## SELECTED EXTRACT
****

Six things they don't teach you about working in the creative industries

Image licensed via Adobe Stock

Image licensed via Adobe Stock

You learn a lot in college. But there are only so many hours in the day, so certain things inevitably get minimised or left off the syllabus altogether. This means fresh graduates often enter the profession with knowledge gaps they may not be aware of.

To plug some of these holes, we asked our followers on Twitter to share the lessons they've learned from working in the creative industries since graduating. The stuff they can't really teach you at uni or college, as it's only really possible to learn "on the job". Here are some of their top tips, plus you can read the full range of advice here.

1. The importance of money

At college and university, you learn all about how to come up with creative ideas and put them into practice. What you don't often hear too much about, however, are the naked financial realities of design agency life.

"Most universities and colleges in the UK teach you how to make appealing things but not how to work within a business," points out course provider Kim Thomson. "Very few teach business skills, and even fewer teach the realities of working for a company, in a team."

"I learned an awful a lot more about design and the creative industry after I left school," says designer Berjo Mouanga. "So I'd advise anyone at the start of their career to learn about the business of your field. Understand your role as you enter the job market and be humble to constantly learn and improve."

Art director Asa Rodger agrees. "I think it takes a body of time in the industry," he says. "But I'd say the earlier you think about money and creativity as a business, the easier it gets to understand both employer and client decisions, the way things operate, and why."

2. That you'll need to work faster

One of the big shocks of moving from an academic environment to a commercial one is the need for speed. Keeping clients happy is about meeting deadlines, and often those deadlines are blisteringly tight. So you'll almost certainly have to learn to work faster than your current rate.

"While I'm not saying I'm a fan of it, the truth is that fast is appealing for agencies because they pay you a salary and charge you out at an hourly rate," says Asa. "So the quicker you work, the thicker their markup. 'How long would that take you?' is a common question about portfolio work for that reason."

Consequently, says marketing manager Louise Major, the speed you need to work at will need to go up. "The uni scrapbook ideation stuff that you were given six weeks to work on now has to happen in an hour," she says. "The processes are so different from uni to reality."

Designer and artist Katie May agrees: "The pace is different," she says. "In uni, you might often work on projects for months at a time, but working at an agency or in-house, it's often more about short, sharp, quick-turnaround things. That makes for more stress, but also feels more productive and rewarding."

****

## EXTRACTED INFORMATION
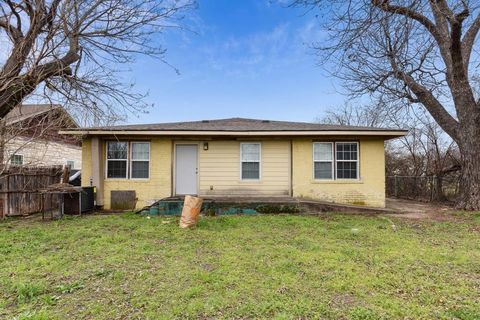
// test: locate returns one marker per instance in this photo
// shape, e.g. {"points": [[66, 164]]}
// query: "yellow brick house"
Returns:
{"points": [[236, 158]]}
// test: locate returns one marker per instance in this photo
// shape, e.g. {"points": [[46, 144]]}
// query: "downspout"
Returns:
{"points": [[291, 168], [172, 176]]}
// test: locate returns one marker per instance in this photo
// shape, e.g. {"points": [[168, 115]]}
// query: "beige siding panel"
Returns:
{"points": [[219, 169]]}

****

## EXERCISE REQUIREMENTS
A) Answer these questions using the creative industries article:
(i) On which platform were followers asked to share their lessons?
(ii) What role does the article give Kim Thomson?
(iii) According to Louise Major, how much time is there now for the ideation work that had six weeks at university?
B) Summarize the creative industries article in two sentences.
C) For each statement, say whether it agrees with the creative industries article. Answer yes or no and quote the deciding words.
(i) Katie May says agency work brings less stress than university projects.
(ii) Asa Rodger says agencies charge out at an hourly rate.
(iii) Kim Thomson says most UK universities teach business skills.
The records come from a source other than the creative industries article.

## FINAL RESULTS
A)
(i) Twitter
(ii) Course provider
(iii) An hour

B) Because college cannot cover everything, graduates often start work with knowledge gaps, so the creative industries article gathers lessons from Twitter followers that can only be learned on the job. The first two lessons are that newcomers should learn the business and money side of the work, and that they must work much faster, since deadlines are tight and agencies charge by the hour.

C)
(i) No: "That makes for more stress, but also feels more productive and rewarding."
(ii) Yes: "they pay you a salary and charge you out at an hourly rate"
(iii) No: "Very few teach business skills"